(Saved entries)
»»
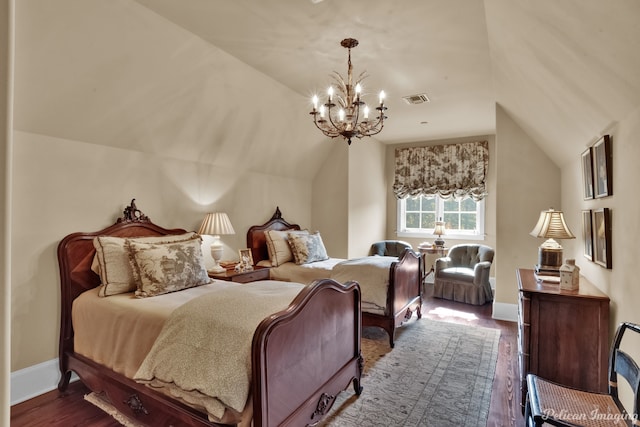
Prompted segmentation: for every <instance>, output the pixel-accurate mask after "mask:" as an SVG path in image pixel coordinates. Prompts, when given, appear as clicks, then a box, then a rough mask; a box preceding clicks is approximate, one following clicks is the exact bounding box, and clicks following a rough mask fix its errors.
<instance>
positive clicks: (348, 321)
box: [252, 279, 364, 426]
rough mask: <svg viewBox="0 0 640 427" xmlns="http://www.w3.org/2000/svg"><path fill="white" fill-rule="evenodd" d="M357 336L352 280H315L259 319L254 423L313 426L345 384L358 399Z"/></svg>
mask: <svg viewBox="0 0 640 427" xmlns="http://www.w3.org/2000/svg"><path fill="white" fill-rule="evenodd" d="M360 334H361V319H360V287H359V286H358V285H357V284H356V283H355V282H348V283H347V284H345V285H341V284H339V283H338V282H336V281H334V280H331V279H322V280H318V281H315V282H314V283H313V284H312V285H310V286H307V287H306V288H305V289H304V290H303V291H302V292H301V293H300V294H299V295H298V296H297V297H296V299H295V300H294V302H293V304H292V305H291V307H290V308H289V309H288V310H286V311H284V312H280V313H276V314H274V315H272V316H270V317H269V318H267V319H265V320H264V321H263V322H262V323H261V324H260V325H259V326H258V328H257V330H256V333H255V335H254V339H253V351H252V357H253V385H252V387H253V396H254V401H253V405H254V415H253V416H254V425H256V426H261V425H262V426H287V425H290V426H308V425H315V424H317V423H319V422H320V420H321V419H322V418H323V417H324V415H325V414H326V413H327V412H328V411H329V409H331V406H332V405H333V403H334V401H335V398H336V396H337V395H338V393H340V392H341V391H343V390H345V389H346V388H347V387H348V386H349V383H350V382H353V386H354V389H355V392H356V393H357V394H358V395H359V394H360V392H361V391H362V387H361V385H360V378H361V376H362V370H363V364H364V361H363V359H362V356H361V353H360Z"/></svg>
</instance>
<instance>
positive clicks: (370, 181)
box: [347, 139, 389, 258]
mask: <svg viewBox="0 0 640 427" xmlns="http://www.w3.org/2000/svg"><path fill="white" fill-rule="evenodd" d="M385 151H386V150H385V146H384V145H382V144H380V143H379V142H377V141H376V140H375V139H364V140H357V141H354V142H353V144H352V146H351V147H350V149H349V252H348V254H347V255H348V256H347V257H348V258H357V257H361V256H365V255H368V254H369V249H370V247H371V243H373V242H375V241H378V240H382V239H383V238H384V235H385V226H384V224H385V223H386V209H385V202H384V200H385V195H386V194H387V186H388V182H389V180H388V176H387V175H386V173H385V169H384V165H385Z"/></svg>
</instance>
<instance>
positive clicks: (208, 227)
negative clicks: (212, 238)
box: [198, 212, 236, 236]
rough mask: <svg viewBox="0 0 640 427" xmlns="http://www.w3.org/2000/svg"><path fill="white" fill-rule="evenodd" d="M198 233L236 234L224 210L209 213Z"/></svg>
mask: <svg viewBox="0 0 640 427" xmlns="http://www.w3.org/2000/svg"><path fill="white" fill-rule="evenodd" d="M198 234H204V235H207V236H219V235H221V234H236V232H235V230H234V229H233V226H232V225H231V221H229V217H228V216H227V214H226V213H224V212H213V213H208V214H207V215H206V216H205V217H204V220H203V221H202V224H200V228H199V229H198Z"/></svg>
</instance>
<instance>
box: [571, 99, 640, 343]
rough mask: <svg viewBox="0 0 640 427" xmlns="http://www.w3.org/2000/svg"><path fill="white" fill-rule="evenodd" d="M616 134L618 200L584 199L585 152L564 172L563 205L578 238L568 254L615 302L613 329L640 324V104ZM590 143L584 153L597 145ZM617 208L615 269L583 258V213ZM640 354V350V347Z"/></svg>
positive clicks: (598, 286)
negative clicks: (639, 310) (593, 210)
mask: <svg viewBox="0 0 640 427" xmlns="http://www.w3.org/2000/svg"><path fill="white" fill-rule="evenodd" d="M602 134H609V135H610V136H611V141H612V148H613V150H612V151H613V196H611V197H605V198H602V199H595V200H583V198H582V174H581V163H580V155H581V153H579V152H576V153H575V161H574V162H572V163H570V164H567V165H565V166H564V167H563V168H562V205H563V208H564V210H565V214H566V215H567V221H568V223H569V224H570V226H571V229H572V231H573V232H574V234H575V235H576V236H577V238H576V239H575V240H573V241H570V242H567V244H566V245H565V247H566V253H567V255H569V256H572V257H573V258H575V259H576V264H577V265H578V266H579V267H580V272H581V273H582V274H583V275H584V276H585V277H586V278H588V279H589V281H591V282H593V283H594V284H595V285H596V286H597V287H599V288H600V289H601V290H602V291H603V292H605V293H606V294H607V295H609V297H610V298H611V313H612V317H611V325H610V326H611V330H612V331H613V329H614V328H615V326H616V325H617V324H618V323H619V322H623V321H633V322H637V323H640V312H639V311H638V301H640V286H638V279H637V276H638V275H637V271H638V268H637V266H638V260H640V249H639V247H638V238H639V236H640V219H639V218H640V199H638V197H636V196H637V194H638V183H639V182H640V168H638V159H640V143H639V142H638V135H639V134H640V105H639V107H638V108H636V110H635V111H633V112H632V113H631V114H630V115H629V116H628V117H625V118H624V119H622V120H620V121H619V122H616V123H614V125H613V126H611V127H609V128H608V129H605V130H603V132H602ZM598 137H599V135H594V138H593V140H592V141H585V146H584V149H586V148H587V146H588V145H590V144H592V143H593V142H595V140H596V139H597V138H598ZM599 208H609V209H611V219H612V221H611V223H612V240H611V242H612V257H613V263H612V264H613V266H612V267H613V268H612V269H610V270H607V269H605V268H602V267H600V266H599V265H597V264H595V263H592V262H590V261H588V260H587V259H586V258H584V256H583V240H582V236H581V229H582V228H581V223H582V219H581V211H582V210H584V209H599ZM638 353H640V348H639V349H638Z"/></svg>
««
ASSIGNMENT: Which lines in the data above contain "positive"? Show each one.

RESPONSE TO THE TASK:
positive clicks: (348, 321)
positive clicks: (370, 181)
positive clicks: (208, 227)
positive clicks: (598, 286)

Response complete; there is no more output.